● TASKS TO CARRY OUT:
**A)** In the passage on neurotoxin exposure:
(i) What years does it give for the industrial revolution?
(ii) How much Bisphenol A was produced in 2009?
(iii) What has long been the main approach for detecting neurotoxicity in lab animals?
**B)** Can you write the next part of the passage on neurotoxin exposure, starting after its last sentence?

==== SOURCE PASSAGE

Of course, exposure to neurotoxins, such as lead or dioxins from the smelting and burning of organic matter existed well before our industrial revolution (1760 – 1840) reached inside the earth for fossil fuels on an epic scale, and before the synthetic organic chemical industry arose from the humble invention of purple dye (1856).

But whether or not the Romans poisoned their brains by lining water pipes with lead is less relevant to us than our current, exposures to significant and growing amounts of high volume contaminants. For example, just Bisphenol A, known to have neurological effects and capacity to alter brain structure, was produced in the staggering volume of 2.2 million tons in 2009. Compared to today’s scale, the past was but a minor prologue.

We may observe with dismay the proliferation of obese people, or gaze at charts showing a ballooning incidence of cancers, infertility or diabetes. But we don't see the subtle deformations of brains that the RT data indicates is occurring in parallel. Traditional toxicological tools used by regulators to detect neurotoxicity are ridiculously simplistic. For a long time the main approach has been to expose lab animals to a single substance to identify the highest dose they can survive and then dissect them looking for tumors, birth defects or other organ damage. Visual clues that the brain is messed up are rarely detected. If brain damage were to be detected visually, then there might be a follow-up using more sophisticated tools.

========
==== RAW DATA

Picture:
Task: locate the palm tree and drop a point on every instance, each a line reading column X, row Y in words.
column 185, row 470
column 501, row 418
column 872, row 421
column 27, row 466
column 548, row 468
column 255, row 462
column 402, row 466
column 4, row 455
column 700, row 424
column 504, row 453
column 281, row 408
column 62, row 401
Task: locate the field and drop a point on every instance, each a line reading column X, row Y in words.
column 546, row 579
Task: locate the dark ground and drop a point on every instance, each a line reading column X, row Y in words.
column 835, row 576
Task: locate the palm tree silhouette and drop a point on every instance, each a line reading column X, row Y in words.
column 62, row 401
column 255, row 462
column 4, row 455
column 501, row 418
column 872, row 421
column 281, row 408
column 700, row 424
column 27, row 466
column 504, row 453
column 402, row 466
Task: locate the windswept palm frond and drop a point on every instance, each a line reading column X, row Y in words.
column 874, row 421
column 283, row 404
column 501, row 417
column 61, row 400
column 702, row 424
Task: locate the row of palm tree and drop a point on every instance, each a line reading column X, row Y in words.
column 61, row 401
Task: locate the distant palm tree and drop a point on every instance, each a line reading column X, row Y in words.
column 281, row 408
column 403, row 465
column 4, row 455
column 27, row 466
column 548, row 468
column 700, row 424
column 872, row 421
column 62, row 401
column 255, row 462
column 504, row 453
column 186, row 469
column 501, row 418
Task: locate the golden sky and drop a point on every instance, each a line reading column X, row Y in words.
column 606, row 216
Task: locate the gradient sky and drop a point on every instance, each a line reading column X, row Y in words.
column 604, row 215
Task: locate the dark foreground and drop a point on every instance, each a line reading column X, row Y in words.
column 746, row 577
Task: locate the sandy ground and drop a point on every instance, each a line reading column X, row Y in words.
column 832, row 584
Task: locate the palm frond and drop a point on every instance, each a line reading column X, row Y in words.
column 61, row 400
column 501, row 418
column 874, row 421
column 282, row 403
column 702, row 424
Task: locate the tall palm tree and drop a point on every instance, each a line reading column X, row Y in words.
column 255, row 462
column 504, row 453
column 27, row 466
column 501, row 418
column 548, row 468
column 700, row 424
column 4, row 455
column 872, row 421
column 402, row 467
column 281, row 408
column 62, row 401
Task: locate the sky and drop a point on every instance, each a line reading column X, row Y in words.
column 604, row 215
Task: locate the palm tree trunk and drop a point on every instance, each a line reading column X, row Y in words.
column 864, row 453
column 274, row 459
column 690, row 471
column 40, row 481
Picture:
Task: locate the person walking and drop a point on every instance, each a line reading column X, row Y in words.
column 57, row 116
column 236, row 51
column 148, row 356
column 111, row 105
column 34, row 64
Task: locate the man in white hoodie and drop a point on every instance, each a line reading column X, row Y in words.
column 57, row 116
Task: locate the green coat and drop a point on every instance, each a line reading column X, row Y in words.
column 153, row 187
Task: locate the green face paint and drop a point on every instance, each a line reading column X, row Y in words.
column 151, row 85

========

● EXERCISE RESULTS:
**A)**
(i) 1760 – 1840.
(ii) 2.2 million tons.
(iii) Lab animals are exposed to a single substance to find the highest dose they can survive, then dissected to look for tumors, birth defects or other organ damage.

**B)**
Meanwhile, many new scientific studies are indicating that the brain is likely to be the most vulnerable to endocrine disruption, in which chemical agents interfere with gene expression. For example, a number of contaminants disrupt thyroid hormones, which normally instruct specific cells in the fetus to differentiate and develop into a properly functioning adult brain. The effects can range from severe intellectual disability to a whole spectrum of mild 'sub-clinical' dysfunctions, including impaired inter personal relations that so many experience today.

The third explanation for the increase in RT is that the health of our population has changed – not for the better. Spectacular infant mortality reductions of the past 200 years allowed proportionately more people of less than robust health to survive into adulthood. There are data showing that such people have longer RTs. "Our longer life spans are proclaimed as modern achievement, but longevity and robust health are not the same things. Diabetes is a case in point. Although medication allows diabetics to remain alive and active, they are at risk of poor circulation, vision loss, poor kidney functioning, infections, nerve disorders and increased RT" writes Irwin W. Silverman in The American Journal of Psychology.

Basically, as Christopher Williams wrote in his prescient book Terminus Brain: millions of people are suffering a degraded intelligence and psycho-social skills due to pollution, further exacerbated by the rapid decline of vital environmental micronutrients (with the advancement of intensive agriculture) and the exponential increase of environmental contaminants. How fast is the change – one can only speculate but it would be naïve, stupid and dangerous to think that the waves of children born in the last three decades are unaffected. Add to it trans-generational epigenetic effects, in which the consequences of exposure to contaminants may actually be inherited, and you begin to realize we could be entering an era of rapid, exponential decline of IQ levels.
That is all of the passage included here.